AIM:
Reproduce all of the following lines, requests included, but leave out the pictures. Multiply every x and y coordinate in the answers by 1.6 and round to the nearest whole number, rounding halves up; keep the numbers in the requests and their format samples unchanged.

DATA TO USE:
--------------------------------

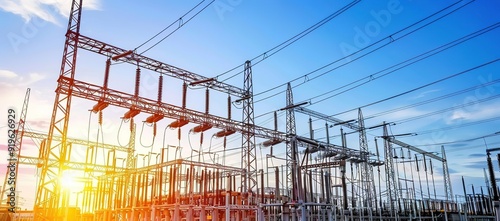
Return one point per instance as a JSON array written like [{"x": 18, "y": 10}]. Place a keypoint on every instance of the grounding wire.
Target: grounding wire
[
  {"x": 180, "y": 26},
  {"x": 418, "y": 88},
  {"x": 389, "y": 37},
  {"x": 432, "y": 100},
  {"x": 291, "y": 40},
  {"x": 176, "y": 21}
]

--------------------------------

REPLY TO THE EXERCISE:
Return one point per instance as a JSON array written like [{"x": 18, "y": 10}]. Place a keypoint on every instance of the grounding wire.
Target: grounding wire
[
  {"x": 288, "y": 42},
  {"x": 669, "y": 141},
  {"x": 622, "y": 59},
  {"x": 691, "y": 160},
  {"x": 466, "y": 64},
  {"x": 282, "y": 34}
]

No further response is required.